# Washable paint?



## jkbirocz (Jan 25, 2008)

Well last week I was going through all of my hardbaits; taking off all the rusty trebles and cleaning the lures. I don't know what really caused this problem, but I think it was from throwing soft plastics into my boxes of lures. The soft plastics either melt or have oils on them that seem to take the paint off of baits, or discolor them. This is what happened to one of my favorite floating rattle traps. I started to wipe the lure off with soapy water and a rag and the black paint just started coming off. Only one side of the bait's paint came off easily, but I could get the other side off if I wanted to, but I'm gonna see if the fish like a two tone paint job first :lol: 

Uncleaned side






Cleaned side





They obviously use different kinds of paint when painting the black detail of these baits....


----------



## slim357 (Jan 25, 2008)

yea you gotta be careful when storing soft plastics , i personaly will not put them in a box, i just keep them in there bag and throw em in a worm binder.


----------



## jkbirocz (Jan 25, 2008)

I'm just lazy, and don't care. If I have a soft plastic on and wanna switch to something in my plano boxes, I'll cut it off and toss it in with my other lures.....oh well. The thing is it doesn't happen with all hardbaits. Rattle trap paint seems to be trashy and there is no clearcoat, whish will cause these problems.


----------



## little anth (Jan 26, 2008)

wow that sucks mabee the fish will like it though you never know


----------

- _What is being asked_
Reproduce, word for word, the part of the lure paint thread that begins at "They obviously use" and stops after "a worm binder.".

- _Given data_
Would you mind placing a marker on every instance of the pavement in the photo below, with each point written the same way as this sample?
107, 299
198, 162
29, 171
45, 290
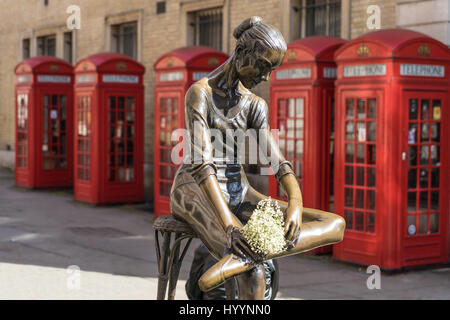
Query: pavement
52, 247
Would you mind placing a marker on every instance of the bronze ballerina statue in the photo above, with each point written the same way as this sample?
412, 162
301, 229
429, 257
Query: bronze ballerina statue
213, 195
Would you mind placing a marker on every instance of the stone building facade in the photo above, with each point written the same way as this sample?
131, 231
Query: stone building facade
36, 27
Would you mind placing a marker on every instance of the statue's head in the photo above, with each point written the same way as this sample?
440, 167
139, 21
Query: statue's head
260, 48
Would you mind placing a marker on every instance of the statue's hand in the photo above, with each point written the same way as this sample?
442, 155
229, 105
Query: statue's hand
239, 246
293, 221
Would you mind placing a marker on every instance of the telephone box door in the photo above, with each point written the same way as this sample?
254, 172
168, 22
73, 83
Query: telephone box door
290, 121
425, 179
170, 118
356, 170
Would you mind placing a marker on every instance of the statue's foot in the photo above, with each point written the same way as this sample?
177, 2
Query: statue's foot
227, 267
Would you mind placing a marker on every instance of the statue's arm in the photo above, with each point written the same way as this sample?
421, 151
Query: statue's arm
204, 170
283, 170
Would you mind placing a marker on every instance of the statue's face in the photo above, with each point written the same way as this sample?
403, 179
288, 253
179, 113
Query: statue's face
253, 68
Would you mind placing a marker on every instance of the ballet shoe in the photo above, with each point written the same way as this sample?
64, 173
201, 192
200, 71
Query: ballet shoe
227, 267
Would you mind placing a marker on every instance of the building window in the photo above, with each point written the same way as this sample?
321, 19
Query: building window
319, 17
46, 45
124, 39
68, 46
207, 28
25, 49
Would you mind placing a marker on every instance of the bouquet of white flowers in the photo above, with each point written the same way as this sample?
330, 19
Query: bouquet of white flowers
264, 231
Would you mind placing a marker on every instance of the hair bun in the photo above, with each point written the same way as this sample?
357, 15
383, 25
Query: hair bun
245, 25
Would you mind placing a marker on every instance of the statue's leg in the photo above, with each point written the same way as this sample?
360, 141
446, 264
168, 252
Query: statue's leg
319, 228
252, 284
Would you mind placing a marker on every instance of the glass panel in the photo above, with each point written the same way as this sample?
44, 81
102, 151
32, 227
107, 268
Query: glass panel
348, 219
413, 109
350, 131
424, 155
348, 175
424, 132
423, 223
434, 200
423, 178
359, 199
423, 201
372, 131
412, 178
411, 227
371, 154
370, 222
412, 203
360, 176
435, 177
350, 108
348, 197
425, 110
360, 153
435, 155
371, 177
299, 104
361, 131
361, 109
434, 222
371, 108
436, 132
412, 133
412, 158
359, 221
370, 200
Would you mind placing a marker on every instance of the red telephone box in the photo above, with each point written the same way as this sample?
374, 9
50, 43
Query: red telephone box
302, 108
109, 124
175, 71
392, 158
44, 95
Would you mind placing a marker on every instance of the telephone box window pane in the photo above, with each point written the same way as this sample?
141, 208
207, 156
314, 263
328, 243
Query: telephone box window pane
359, 221
424, 132
372, 131
300, 106
360, 176
435, 155
412, 201
348, 175
412, 151
412, 133
371, 177
370, 222
436, 132
359, 199
413, 109
411, 227
423, 223
349, 152
348, 197
371, 108
412, 178
360, 153
370, 200
435, 177
361, 109
350, 108
423, 201
424, 155
423, 178
434, 223
371, 154
434, 201
348, 219
425, 110
350, 131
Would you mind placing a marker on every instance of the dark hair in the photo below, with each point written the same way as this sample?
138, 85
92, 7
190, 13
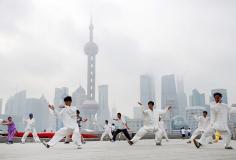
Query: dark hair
151, 103
217, 94
68, 99
204, 112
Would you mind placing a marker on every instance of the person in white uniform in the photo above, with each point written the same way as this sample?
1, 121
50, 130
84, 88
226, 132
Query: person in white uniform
107, 130
68, 116
30, 128
161, 125
219, 122
151, 117
203, 124
121, 127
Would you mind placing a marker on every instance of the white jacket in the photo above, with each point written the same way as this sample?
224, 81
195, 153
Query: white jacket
151, 118
107, 128
30, 124
68, 116
203, 123
220, 115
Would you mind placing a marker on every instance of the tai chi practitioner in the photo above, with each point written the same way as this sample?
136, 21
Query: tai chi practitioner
203, 124
121, 127
219, 122
151, 117
161, 125
11, 129
79, 122
68, 116
107, 131
30, 128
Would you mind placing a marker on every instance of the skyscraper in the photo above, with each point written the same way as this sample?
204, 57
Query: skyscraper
60, 94
137, 111
182, 98
169, 98
104, 112
147, 89
0, 106
79, 96
90, 106
223, 92
169, 94
197, 98
21, 106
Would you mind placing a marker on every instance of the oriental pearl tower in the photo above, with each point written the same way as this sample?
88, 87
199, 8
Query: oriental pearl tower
90, 106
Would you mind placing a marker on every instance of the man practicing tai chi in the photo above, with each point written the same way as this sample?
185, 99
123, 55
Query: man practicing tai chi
107, 131
219, 121
79, 122
121, 127
151, 118
161, 125
30, 128
68, 116
203, 124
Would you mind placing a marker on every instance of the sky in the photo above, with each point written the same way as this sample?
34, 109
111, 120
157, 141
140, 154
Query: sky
41, 45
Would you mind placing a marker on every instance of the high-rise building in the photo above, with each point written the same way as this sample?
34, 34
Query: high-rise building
113, 112
79, 96
90, 106
182, 98
190, 112
169, 98
138, 113
197, 98
147, 89
60, 94
104, 112
1, 106
223, 92
19, 105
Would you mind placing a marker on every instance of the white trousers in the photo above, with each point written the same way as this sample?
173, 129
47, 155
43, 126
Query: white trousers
165, 134
226, 136
148, 129
106, 133
63, 132
27, 132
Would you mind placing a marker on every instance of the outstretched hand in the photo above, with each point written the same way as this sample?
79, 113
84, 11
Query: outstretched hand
51, 107
140, 103
169, 107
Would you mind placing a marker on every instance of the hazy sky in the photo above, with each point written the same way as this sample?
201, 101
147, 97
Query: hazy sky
41, 45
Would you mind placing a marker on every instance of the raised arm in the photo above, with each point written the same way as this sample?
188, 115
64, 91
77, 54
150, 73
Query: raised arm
143, 108
163, 111
232, 110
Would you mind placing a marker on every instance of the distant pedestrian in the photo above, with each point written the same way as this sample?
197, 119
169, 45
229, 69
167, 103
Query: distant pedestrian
11, 129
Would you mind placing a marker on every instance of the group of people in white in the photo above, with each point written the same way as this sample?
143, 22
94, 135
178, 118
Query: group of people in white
153, 123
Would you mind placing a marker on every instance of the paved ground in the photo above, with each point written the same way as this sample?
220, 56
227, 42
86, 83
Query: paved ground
145, 149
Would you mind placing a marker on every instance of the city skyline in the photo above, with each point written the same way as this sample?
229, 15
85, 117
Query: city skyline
42, 49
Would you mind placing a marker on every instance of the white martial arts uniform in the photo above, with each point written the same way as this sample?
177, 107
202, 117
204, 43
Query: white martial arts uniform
68, 117
30, 128
219, 122
107, 131
203, 124
150, 125
163, 129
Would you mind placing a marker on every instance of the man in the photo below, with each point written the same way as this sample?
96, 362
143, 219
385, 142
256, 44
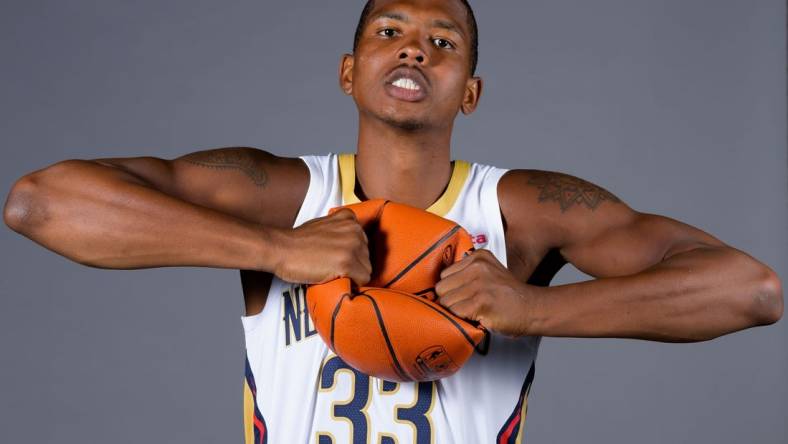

- _Solution_
They obviously use different kinds of paint when painting the black detail of these baits....


----------



## slim357 (Jan 25, 2008)

yea you gotta be careful when storing soft plastics , i personaly will not put them in a box, i just keep them in there bag and throw em in a worm binder.